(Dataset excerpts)
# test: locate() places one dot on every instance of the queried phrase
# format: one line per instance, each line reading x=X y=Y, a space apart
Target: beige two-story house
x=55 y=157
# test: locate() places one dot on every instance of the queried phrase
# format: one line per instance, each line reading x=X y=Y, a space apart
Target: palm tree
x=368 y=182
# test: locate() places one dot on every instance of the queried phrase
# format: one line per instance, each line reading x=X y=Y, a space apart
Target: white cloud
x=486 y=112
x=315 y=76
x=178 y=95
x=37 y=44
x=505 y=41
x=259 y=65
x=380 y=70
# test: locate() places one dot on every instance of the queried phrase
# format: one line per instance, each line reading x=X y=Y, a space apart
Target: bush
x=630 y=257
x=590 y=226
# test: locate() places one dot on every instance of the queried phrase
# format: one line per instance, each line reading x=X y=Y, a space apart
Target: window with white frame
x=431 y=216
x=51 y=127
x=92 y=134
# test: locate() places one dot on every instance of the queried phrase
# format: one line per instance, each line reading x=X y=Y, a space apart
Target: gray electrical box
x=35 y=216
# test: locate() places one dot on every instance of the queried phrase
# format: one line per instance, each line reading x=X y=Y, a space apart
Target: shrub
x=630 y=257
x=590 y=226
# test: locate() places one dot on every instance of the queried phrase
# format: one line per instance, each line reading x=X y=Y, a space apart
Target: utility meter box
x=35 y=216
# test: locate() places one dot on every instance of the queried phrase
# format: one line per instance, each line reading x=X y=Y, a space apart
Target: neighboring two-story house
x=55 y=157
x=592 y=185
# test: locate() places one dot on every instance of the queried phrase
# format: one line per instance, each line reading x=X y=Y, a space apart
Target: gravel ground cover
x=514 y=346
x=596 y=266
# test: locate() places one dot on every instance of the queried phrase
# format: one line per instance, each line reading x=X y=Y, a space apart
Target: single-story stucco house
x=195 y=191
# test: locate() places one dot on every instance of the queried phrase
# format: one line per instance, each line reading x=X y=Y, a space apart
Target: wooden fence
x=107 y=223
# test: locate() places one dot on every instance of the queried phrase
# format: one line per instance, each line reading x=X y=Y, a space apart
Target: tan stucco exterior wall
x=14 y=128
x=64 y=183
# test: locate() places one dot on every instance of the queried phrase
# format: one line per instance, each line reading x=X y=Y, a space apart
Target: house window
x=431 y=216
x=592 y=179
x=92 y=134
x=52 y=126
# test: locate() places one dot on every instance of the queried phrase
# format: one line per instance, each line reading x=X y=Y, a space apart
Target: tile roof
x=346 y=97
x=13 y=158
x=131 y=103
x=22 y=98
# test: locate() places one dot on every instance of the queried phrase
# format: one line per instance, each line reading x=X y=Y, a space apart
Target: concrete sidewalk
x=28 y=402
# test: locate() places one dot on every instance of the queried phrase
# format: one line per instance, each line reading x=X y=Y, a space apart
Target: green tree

What you should do
So that nothing is lost, write out each record exactly as it appears above.

Output for this task
# test: locate() places one dot on every instance of the queried phrase
# format: one line per instance, each line reading x=X y=Y, a space apart
Target: beige two-story house
x=55 y=157
# test: locate() places one dot on every instance of the queried phrase
# format: one line per instance, each line reading x=X y=Y, a space apart
Target: palm tree
x=368 y=182
# test: locate() places one dot on every instance of the queried phrase
# format: one line per instance, each line reading x=X y=Y, a space apart
Target: white cloud
x=486 y=112
x=315 y=76
x=178 y=95
x=37 y=44
x=505 y=41
x=259 y=65
x=380 y=70
# test: locate() places one dot on every instance of the queried phrase
# format: one line per instance, each line reading x=X y=Y, a space apart
Target: bush
x=630 y=257
x=590 y=226
# test: locate() places one dot on every instance of the queried phrase
# format: one line per instance, each line reading x=X y=Y, a space apart
Target: window with white frame
x=431 y=216
x=51 y=127
x=92 y=134
# test: locate() places one dot on every instance of the queried phrase
# format: one line per instance, each line reading x=X y=Y, a space apart
Target: gray electrical box
x=35 y=216
# test: locate() places one dot on every instance of the queried phrase
# format: one line per instance, each line reading x=X y=Y, a space apart
Target: shrub
x=630 y=257
x=590 y=226
# test: locate() places one dot on every instance of the queried phrase
# format: one line per instance, each line reading x=X y=Y, a space apart
Target: utility meter box
x=35 y=216
# test: locate() places one dot on every instance of the queried phrase
# format: one line per instance, each line reading x=X y=Y, a space apart
Target: neighboring two-story house
x=55 y=157
x=592 y=185
# test: locate() places one dot on every instance of the queried phrase
# format: one line per instance, each line reading x=X y=Y, a space apart
Target: gravel ground cover
x=514 y=346
x=596 y=266
# test: locate() places one dot on every instance of the queried phrase
# format: one line per instance, each line reading x=X y=Y, a space apart
Target: single-story stucco house
x=195 y=191
# test: locate() places one dot on every instance of the queried phrase
# format: one line per instance, each line reading x=X y=Y, a space apart
Target: wooden fence
x=107 y=223
# test: locate() places one dot on every instance of the queried phrase
# format: one line per instance, each line reading x=X y=Y, a space apart
Target: tan stucco exterior wall
x=14 y=128
x=64 y=183
# test: locate() places one dot on every instance of the queried phrase
# format: one line per instance, each line reading x=X y=Y, a space apart
Target: house window
x=431 y=216
x=592 y=179
x=92 y=134
x=52 y=126
# test: locate() places one dot on every instance of the queried phrase
# format: one line per instance, each line reading x=X y=Y, a space apart
Target: tile roof
x=346 y=97
x=13 y=158
x=131 y=103
x=22 y=98
# test: locate() places one dot on every instance of the queried phrase
# format: one line per instance, each line reading x=X y=Y, a space apart
Target: concrete sidewalk
x=28 y=402
# test: locate() places one dot on every instance of the queried phrase
# format: one line per instance, each line reading x=X y=Y, a space apart
Target: green tree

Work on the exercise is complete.